[cfe-dev] parallel C++

Edward Givelberg via cfe-dev cfe-dev at lists.llvm.org
Wed Nov 28 15:28:58 PST 2018


Oleg,

May be I am misunderstanding what you're saying...
Since I am proposing a different framework for execution,
the architecture which has an abstract machine
and a memory model will have to change.
Since I'd like to have remote objects,
which are native to C++, unlike the existing objects, which are all local,
I am proposing this IOR layer. Access to objects will have to change.
An object access will not longer be a memory access, unless some
compiler optimization determines that the object is local.
So this probably means that it requires changes to the LLVM IR?
As I said, I don't know enough about the current LLVM architecture
to make a detailed plan, but I think it is an interesting problem.

Ed


On Wed, Nov 28, 2018 at 5:42 PM Oleg Smolsky <oleg at cohesity.com> wrote:

> On 2018-11-28 13:14, Edward Givelberg via cfe-dev wrote:
> >
> > [...]
> > Naively, it seems to me that LLVM is a sequential VM, so perhaps its
> > architecture needs be extended.
> > I am proposing an intermediate representation which encodes object
> > operations,
> > let's call it IOR. IOR is translated to interconnect hardware
> > instructions, as well as LLVM's IR.
> > I am proposing a dedicated back end to generate code for the
> > interconnect fabric.
>
> Edward, it sounds to me like you are trying to reinvent Smalltalk. Its
> core is really about message passing and perhaps people have made
> attempts to make it parallel already.
>
> On a more serious and specific note, I think you are ignoring the
> "abstract C machine" on which both C and C++ languages are built.

---------------

Your goal: Revise the part of the parallel C++ post that opens with "[cfe-dev] parallel C++" and closes with "model will have to change.", putting "paradigm" wherever "framework" appears.

Dataset rows:

---------------

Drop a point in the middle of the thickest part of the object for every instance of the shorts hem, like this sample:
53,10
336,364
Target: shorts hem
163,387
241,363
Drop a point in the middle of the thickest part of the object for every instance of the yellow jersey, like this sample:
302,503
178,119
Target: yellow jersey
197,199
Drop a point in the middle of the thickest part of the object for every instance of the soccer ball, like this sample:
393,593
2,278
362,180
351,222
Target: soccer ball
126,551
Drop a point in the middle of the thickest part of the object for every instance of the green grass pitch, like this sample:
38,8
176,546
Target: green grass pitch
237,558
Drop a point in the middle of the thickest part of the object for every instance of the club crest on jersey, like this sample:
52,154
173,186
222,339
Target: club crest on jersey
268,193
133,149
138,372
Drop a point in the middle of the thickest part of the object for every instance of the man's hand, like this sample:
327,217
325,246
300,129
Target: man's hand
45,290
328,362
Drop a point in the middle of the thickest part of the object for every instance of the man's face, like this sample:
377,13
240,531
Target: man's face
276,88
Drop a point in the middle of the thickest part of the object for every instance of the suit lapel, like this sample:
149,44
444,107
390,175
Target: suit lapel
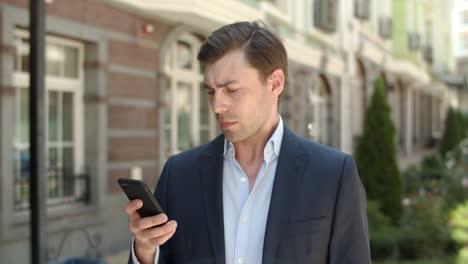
211,175
288,175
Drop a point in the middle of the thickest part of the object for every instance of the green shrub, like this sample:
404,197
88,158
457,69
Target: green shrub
454,131
383,236
459,229
376,156
424,232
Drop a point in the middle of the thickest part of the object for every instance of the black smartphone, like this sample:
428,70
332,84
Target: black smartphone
136,189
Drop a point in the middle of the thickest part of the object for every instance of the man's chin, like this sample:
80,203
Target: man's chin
230,136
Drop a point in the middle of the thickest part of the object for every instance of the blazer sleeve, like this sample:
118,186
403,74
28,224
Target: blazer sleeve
350,237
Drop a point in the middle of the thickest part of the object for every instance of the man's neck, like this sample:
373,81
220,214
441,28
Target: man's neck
251,150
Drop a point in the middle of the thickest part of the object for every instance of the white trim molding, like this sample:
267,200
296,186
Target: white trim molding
208,15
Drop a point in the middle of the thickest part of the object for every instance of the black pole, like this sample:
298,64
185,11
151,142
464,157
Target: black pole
37,132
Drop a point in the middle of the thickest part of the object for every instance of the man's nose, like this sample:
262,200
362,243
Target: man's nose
219,103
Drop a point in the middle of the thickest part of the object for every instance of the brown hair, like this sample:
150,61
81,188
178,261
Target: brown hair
263,49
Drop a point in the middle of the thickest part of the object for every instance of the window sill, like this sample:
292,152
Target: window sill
60,218
56,211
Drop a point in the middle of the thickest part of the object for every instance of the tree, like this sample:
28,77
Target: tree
453,132
376,156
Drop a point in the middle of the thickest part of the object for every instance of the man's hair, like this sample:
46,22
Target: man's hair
262,48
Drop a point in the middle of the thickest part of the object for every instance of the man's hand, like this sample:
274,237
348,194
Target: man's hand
149,232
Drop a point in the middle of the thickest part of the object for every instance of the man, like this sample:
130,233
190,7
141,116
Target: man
258,193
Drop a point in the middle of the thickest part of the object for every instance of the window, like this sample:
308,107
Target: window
464,18
325,14
316,113
280,4
188,121
464,41
64,75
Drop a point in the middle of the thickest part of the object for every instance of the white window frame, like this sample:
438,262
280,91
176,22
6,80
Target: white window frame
329,38
59,84
279,9
317,129
193,77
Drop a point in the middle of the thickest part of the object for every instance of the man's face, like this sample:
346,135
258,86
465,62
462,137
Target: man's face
243,103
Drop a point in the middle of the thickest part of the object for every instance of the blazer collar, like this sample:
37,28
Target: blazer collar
289,171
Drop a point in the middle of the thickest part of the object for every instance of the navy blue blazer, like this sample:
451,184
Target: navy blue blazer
317,212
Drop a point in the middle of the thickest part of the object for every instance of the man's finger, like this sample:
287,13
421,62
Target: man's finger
133,205
161,240
152,221
159,231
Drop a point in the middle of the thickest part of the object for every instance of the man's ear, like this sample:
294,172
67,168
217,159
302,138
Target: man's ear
276,79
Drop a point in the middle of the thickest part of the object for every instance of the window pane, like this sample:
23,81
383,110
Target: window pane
55,58
204,135
24,116
184,55
21,171
167,110
67,117
54,160
71,62
183,106
53,116
167,142
54,172
17,60
68,169
24,55
204,108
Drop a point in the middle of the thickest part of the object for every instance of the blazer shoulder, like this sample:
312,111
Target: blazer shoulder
192,156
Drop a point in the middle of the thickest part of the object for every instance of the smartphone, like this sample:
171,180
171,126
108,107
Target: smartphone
136,189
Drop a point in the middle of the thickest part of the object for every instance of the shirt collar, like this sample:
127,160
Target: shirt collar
273,145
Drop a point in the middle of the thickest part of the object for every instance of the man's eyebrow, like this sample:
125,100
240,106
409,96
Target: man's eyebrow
226,83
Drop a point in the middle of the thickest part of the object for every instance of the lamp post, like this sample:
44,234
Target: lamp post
37,132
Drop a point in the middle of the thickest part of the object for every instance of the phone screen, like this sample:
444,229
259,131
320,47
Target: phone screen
136,189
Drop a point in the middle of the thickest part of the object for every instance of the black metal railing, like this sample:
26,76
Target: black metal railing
63,188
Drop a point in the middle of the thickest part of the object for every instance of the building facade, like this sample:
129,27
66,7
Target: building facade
123,87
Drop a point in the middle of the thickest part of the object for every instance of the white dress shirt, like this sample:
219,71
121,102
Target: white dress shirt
245,211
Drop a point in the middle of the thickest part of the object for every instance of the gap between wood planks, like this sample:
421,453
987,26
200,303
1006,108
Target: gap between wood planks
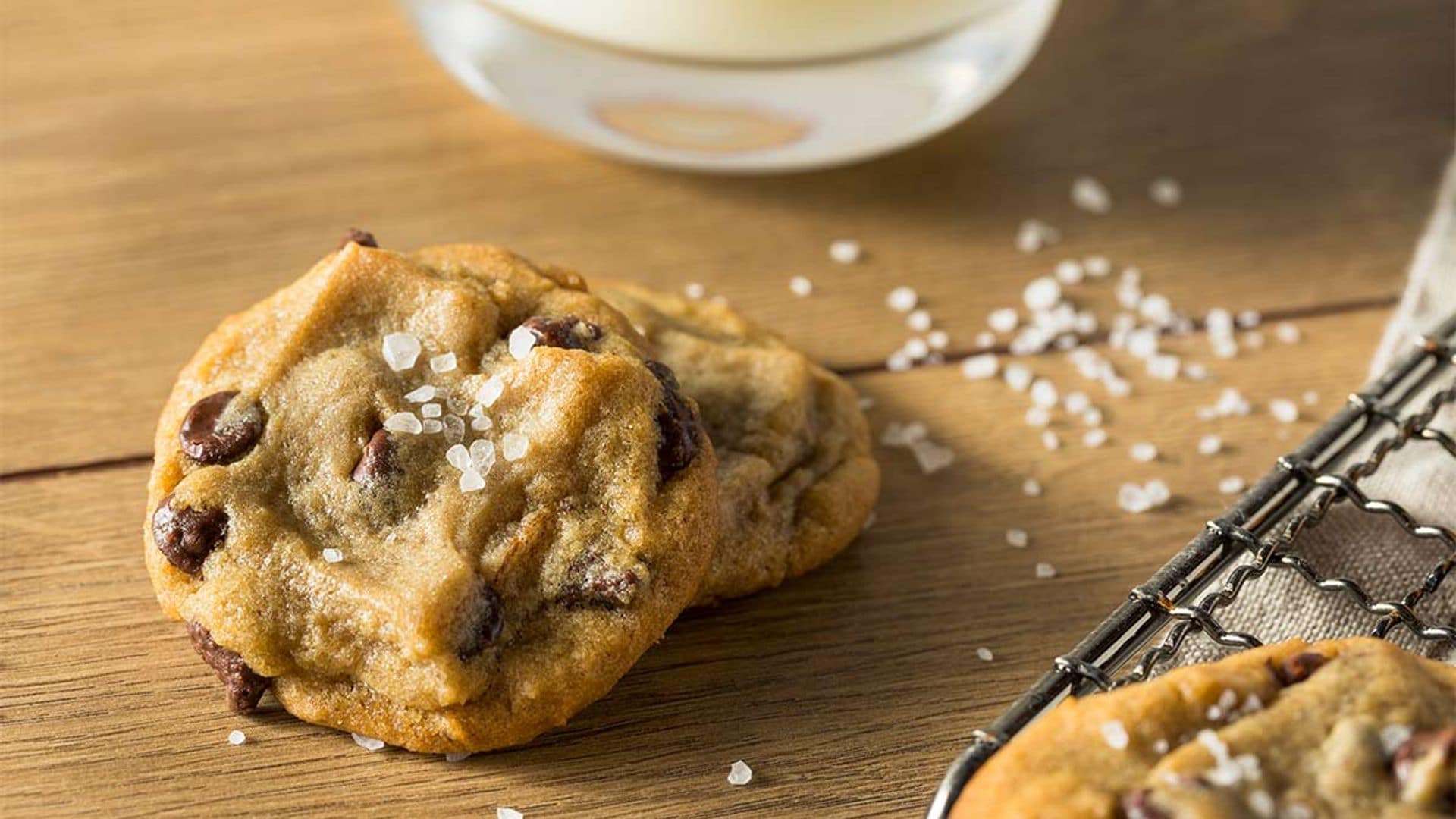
951,357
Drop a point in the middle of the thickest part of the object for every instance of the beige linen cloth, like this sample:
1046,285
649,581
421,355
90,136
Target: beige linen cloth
1373,550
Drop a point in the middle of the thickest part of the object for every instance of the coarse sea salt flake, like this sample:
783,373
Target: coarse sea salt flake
740,774
443,363
514,447
400,350
367,742
520,343
403,423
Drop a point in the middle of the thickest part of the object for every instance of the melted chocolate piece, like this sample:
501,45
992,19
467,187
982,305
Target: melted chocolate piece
218,430
568,331
679,428
378,461
482,623
187,535
245,687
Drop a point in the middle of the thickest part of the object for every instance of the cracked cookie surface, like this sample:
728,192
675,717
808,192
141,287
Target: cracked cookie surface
441,499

---------------

Response to the exercise:
[cfe-dev] parallel C++

Edward Givelberg via cfe-dev cfe-dev at lists.llvm.org
Wed Nov 28 15:28:58 PST 2018


Oleg,

May be I am misunderstanding what you're saying...
Since I am proposing a different paradigm for execution,
the architecture which has an abstract machine
and a memory model will have to change.